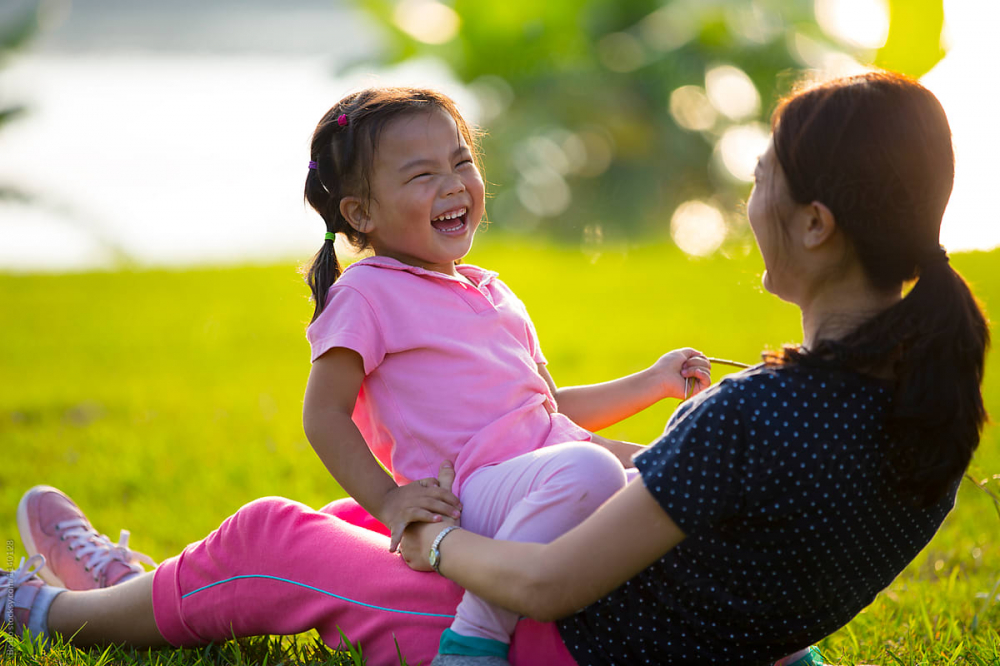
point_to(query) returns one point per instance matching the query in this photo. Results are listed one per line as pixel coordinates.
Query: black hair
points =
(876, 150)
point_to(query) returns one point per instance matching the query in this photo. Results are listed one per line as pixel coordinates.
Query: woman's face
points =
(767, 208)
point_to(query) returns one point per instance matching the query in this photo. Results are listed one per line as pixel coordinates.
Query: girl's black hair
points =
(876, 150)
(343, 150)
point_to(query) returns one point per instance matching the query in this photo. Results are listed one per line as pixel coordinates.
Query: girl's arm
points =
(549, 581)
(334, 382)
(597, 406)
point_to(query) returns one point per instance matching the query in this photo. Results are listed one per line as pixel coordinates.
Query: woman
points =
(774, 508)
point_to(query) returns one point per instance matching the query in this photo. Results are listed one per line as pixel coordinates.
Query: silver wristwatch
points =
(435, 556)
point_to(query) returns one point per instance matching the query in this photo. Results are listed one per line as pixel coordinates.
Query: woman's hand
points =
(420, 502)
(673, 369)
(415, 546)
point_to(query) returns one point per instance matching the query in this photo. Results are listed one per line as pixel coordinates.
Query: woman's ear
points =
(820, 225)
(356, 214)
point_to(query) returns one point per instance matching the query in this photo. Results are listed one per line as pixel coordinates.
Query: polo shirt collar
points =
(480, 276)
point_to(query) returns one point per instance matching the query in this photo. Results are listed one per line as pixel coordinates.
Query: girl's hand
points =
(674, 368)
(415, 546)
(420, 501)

TASK BRIEF | Where does the string "girl" occur in the listing above? Return every line that contains it.

RESPONSE BELOW |
Query: girl's black hair
Query: girl's arm
Query: girl's hand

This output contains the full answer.